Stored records
════════════════════
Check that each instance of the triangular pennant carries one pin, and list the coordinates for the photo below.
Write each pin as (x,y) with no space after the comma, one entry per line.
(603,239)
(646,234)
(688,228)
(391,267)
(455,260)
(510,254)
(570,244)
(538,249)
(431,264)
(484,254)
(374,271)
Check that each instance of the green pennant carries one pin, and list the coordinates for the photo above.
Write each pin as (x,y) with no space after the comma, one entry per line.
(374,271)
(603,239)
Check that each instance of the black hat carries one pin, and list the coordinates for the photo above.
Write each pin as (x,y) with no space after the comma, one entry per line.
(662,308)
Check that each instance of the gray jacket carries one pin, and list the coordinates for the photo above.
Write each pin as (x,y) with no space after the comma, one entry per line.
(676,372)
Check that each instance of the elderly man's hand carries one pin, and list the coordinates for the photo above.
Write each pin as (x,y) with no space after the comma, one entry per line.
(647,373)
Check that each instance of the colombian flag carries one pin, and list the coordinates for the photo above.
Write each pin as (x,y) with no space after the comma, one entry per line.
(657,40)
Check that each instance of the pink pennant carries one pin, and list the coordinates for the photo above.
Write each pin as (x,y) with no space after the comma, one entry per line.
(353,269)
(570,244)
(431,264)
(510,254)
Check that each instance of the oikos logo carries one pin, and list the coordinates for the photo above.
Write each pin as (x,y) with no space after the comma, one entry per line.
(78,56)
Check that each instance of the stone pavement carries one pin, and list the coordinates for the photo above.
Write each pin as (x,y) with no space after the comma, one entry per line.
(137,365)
════════════════════
▶ [Assignment] Scan the entries for lines holding the string "that", then copy every one of them.

▶ [Response area]
Check that each instance of the triangular pennant carries one pin, and list the coordinates for the photo below.
Check that each instance of the green pennant carries one pin, and list the coordinates for the photo above.
Check that each instance of the black hat carries one pin, and list the coordinates for the photo above.
Check that each instance of the gray jacket carries one pin, and list the coordinates for the photo above.
Check that each instance of the elderly man's hand carries one pin, and list the coordinates for the photo above.
Check that each instance of the colombian flag carries one pin, and list the coordinates for the photo above.
Check that each instance of the pink pennant carries one pin, and list the coordinates for the photo above.
Check that each instance of the oikos logo carries one pin, and list the coordinates for the photo above.
Check that each instance of the stone pavement carries one pin, and list the coordinates for the photo above.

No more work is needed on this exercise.